··· PASSAGE TO READ ···

Eight years ago, I was facing the seemingly impossible task of rebuilding my life. I really didn’t know where to start, but I decided to throw my curiosity wide open and read about anything and everything that struck my fancy. The idea was just to throw everything against the wall and see what, if anything, stuck. That Summer, I read about the ‘new atheism’, evolution, jazz, music theory, Weimar Germany, and the American Civil War. While none of those particular areas of study has lasted, this process gave me a new sense of life and vitality: I’d been through the wringer, but there was life on the other side. I found myself with a renewed sense of hope and energy, and a sense of wonder I feared had been lost.
The main reason why this tactic was so effective for me is that I was using one of my strongest VIA character strengths, Love of Learning. Eventually this process led me to learn about Buddhism, which gave me the psychological tools I needed to get back on my cognitive feet and eventually allowed me to re-approach my Christian faith. When I found myself similarly feeling ‘stuck’ four years later — my big, bold risk of moving across the country having resulted only in recreating the unsatisfying life I had left behind — I was again able to leverage my love of learning to break out of the depressive rut I was in. It was then that I started to explore the worlds of coaching, positive psychology, and spiritual theology. And this has been the greatest boon for my happiness and wellbeing I’ve ever experienced.

··· PROVIDED DATA ···

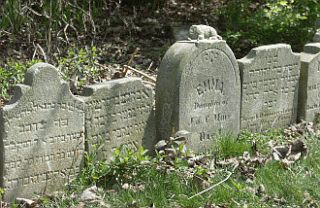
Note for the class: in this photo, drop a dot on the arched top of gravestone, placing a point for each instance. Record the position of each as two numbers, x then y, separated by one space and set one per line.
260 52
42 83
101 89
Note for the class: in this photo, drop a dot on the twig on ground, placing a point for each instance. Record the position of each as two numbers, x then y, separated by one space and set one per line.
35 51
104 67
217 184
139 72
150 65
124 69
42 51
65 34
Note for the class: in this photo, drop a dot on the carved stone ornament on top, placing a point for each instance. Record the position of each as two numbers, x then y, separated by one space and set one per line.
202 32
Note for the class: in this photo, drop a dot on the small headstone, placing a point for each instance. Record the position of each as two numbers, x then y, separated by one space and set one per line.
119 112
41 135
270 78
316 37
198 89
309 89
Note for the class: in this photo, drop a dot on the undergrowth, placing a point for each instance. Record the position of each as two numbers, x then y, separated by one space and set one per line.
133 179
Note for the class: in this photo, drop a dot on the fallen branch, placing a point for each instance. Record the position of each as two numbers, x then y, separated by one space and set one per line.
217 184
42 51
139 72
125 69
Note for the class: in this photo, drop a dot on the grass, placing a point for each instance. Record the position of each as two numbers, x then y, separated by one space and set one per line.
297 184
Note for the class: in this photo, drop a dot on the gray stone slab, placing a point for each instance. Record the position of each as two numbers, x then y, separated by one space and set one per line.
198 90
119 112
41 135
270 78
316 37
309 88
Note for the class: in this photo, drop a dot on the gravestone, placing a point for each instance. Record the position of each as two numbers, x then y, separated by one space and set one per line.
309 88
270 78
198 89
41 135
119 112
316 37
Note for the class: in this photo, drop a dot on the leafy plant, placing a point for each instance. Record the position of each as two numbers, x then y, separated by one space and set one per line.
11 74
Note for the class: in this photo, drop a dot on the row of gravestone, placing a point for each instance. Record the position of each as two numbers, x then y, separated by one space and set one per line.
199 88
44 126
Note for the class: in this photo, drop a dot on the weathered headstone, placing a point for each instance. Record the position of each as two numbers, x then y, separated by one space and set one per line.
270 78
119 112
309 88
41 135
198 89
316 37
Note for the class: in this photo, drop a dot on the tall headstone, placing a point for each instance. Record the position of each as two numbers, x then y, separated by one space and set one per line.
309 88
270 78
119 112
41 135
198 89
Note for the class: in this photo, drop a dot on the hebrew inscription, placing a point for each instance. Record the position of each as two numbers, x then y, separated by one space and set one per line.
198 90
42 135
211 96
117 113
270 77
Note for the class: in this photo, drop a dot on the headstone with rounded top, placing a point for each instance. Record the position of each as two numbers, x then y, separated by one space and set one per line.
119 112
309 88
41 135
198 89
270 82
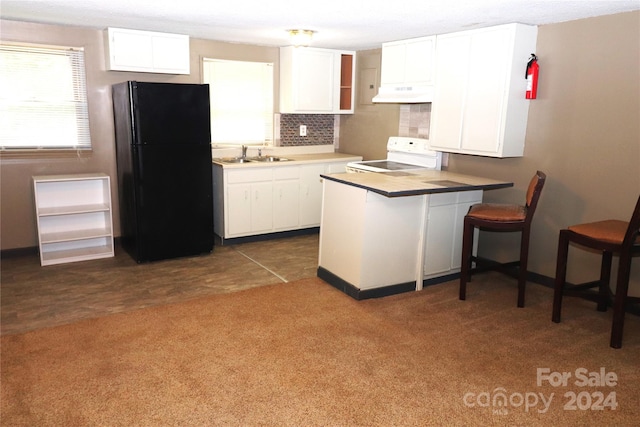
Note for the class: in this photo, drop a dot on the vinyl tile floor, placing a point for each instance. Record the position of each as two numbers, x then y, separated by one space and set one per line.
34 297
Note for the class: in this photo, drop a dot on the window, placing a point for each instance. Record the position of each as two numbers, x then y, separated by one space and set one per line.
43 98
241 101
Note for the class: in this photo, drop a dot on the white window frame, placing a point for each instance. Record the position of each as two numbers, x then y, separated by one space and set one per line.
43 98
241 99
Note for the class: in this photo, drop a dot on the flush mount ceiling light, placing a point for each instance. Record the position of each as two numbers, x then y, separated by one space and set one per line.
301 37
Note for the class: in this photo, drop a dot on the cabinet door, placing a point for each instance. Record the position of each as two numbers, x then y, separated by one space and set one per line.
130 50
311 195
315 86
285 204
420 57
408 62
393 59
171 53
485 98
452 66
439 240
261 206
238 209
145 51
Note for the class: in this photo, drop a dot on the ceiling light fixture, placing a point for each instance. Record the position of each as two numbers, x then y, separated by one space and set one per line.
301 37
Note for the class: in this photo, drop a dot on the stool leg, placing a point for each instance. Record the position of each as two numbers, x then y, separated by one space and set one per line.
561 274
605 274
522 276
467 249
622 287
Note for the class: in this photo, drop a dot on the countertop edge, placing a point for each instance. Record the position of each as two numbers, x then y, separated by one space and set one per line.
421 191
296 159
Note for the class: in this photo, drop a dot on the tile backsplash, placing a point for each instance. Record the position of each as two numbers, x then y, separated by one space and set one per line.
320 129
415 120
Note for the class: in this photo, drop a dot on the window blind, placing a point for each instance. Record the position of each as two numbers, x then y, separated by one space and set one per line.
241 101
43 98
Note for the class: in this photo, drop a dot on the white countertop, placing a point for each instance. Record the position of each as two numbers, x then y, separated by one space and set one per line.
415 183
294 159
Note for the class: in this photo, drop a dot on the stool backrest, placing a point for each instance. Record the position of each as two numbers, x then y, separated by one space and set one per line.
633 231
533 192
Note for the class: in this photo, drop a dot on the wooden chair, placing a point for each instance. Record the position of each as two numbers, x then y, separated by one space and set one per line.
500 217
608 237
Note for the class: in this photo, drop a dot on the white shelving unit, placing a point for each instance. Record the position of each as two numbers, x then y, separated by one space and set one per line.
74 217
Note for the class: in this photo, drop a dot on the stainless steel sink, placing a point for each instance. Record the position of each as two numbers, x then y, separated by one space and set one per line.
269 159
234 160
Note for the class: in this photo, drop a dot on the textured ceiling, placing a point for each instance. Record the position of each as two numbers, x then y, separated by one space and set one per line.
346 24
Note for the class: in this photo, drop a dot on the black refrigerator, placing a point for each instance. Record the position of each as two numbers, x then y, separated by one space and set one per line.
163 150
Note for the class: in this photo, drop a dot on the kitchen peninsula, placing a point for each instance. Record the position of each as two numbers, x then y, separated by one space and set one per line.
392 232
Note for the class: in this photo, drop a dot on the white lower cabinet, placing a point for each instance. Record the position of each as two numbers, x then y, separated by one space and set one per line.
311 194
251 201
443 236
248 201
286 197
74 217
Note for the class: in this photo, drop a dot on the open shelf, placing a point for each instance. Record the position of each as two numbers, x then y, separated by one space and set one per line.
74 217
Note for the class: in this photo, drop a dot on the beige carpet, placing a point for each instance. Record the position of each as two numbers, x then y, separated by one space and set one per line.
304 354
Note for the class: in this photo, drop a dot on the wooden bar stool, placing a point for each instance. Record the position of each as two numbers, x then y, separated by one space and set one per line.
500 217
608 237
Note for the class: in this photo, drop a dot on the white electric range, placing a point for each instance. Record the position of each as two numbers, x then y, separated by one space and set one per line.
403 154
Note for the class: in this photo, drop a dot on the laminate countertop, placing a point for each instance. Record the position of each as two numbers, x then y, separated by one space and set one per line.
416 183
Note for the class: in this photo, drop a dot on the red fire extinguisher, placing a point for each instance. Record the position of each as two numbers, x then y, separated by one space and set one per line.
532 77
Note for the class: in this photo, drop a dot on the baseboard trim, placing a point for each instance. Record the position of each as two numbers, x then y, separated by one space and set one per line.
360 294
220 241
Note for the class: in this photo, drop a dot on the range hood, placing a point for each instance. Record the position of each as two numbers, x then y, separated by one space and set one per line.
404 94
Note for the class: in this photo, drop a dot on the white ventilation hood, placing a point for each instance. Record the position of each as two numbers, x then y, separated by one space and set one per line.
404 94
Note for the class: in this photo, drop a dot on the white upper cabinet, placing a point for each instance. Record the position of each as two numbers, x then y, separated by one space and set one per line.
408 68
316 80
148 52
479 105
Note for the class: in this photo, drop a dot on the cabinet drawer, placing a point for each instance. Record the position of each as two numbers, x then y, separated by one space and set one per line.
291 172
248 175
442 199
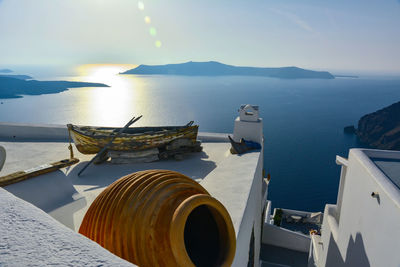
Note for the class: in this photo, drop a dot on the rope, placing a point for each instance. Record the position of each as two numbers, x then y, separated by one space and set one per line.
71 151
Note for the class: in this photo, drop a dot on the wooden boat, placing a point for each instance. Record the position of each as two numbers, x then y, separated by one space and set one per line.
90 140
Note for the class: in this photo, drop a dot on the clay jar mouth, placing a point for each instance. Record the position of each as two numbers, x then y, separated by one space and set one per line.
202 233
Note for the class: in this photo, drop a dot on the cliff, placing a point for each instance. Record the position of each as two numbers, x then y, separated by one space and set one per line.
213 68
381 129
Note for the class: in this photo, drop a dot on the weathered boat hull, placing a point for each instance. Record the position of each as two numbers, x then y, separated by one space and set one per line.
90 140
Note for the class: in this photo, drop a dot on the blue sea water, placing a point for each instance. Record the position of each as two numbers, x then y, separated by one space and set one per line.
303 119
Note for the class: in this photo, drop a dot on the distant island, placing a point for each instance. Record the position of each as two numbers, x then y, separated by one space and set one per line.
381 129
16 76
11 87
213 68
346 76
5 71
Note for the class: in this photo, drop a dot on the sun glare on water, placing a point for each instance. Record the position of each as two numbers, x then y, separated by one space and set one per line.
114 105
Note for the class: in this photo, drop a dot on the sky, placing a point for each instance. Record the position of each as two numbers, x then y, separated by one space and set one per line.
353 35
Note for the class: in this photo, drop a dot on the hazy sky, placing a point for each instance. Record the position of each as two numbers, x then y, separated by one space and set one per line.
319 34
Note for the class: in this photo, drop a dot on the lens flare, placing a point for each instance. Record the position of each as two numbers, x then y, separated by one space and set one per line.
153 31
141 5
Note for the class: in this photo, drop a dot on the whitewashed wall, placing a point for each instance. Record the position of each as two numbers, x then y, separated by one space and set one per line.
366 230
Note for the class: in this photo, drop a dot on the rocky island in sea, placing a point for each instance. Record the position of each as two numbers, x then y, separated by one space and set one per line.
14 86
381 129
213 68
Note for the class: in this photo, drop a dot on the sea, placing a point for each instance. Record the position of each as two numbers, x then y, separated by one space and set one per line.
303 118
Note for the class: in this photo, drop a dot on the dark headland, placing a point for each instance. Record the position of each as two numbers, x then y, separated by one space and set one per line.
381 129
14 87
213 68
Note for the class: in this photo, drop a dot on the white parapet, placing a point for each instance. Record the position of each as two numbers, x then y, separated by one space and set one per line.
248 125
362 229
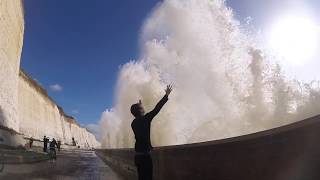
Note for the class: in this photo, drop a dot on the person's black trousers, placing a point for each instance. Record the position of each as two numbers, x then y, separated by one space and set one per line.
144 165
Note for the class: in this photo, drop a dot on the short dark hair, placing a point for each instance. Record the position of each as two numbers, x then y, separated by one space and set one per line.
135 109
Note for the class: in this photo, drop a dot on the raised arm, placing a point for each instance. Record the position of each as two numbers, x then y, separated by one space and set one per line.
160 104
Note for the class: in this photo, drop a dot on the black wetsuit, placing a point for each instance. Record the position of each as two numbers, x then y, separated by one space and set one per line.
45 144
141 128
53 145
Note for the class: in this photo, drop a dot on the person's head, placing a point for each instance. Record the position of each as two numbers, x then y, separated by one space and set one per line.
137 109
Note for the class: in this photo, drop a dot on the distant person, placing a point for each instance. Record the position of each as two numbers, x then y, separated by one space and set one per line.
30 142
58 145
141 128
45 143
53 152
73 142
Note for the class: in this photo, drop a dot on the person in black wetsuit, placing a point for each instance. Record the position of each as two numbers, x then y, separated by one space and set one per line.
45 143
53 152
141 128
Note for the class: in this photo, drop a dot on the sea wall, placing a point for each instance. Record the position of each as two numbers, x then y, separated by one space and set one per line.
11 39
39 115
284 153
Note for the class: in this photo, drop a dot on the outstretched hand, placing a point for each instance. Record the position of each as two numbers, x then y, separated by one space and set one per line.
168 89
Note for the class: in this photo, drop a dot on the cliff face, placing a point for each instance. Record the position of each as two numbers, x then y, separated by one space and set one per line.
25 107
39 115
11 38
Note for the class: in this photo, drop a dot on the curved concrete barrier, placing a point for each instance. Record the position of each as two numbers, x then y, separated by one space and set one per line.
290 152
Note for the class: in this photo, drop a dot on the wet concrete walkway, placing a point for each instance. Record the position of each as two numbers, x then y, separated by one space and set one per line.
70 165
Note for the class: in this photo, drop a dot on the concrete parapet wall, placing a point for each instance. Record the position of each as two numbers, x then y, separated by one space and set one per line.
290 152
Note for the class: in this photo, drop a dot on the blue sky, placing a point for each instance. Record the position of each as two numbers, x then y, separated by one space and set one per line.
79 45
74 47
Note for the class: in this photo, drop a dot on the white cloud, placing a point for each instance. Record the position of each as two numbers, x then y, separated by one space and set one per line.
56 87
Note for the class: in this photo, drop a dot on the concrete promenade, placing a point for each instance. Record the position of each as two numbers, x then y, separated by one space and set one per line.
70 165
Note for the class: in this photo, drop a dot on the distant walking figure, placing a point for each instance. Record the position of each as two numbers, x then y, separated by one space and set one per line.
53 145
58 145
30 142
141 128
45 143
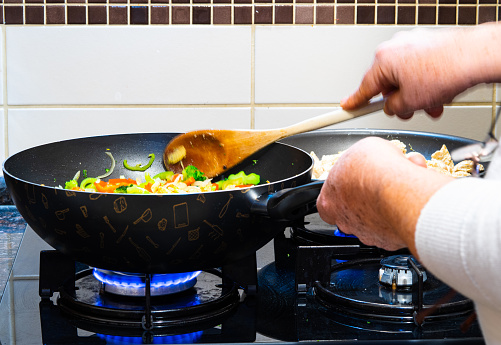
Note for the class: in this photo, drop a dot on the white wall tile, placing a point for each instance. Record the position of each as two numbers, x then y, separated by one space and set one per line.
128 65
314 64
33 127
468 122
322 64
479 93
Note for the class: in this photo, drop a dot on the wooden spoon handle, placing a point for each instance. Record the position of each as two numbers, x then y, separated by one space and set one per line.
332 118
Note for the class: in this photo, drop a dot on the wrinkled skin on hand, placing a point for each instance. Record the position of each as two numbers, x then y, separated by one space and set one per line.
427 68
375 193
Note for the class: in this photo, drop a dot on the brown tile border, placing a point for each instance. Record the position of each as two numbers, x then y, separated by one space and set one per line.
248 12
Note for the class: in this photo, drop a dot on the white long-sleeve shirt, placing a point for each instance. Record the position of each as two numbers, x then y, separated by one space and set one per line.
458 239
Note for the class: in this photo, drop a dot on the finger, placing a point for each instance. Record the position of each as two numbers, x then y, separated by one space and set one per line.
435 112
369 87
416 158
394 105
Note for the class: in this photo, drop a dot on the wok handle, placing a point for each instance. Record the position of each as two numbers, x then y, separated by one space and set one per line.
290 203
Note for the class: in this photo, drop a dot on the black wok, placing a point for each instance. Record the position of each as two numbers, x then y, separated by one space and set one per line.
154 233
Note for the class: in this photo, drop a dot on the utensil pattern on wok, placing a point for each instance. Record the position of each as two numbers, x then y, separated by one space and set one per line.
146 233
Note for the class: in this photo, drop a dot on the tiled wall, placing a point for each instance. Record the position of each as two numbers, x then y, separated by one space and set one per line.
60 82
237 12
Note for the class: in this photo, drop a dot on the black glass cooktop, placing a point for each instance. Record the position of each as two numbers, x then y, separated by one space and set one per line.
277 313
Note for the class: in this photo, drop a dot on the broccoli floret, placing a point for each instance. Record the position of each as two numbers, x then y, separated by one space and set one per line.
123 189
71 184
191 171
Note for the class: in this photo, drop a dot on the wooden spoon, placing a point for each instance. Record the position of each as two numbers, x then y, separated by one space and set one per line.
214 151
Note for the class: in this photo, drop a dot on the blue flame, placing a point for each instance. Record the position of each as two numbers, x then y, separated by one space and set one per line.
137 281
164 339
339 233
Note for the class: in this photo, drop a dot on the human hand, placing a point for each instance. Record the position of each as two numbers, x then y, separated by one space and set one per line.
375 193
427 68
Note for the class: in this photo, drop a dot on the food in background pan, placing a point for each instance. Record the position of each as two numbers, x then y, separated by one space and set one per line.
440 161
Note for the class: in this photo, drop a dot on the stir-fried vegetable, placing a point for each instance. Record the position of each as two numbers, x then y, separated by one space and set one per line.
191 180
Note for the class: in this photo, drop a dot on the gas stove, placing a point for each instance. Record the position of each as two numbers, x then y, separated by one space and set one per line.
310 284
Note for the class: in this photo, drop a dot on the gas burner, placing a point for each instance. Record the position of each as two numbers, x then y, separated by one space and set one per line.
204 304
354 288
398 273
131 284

···

ACTIVITY:
Please retype the essay on love of learning word for word, starting with "The main reason" and going on through "I’ve ever experienced.". The data has nothing to do with this work.

RESULT OF THE TASK:
The main reason why this tactic was so effective for me is that I was using one of my strongest VIA character strengths, Love of Learning. Eventually this process led me to learn about Buddhism, which gave me the psychological tools I needed to get back on my cognitive feet and eventually allowed me to re-approach my Christian faith. When I found myself similarly feeling ‘stuck’ four years later — my big, bold risk of moving across the country having resulted only in recreating the unsatisfying life I had left behind — I was again able to leverage my love of learning to break out of the depressive rut I was in. It was then that I started to explore the worlds of coaching, positive psychology, and spiritual theology. And this has been the greatest boon for my happiness and wellbeing I’ve ever experienced.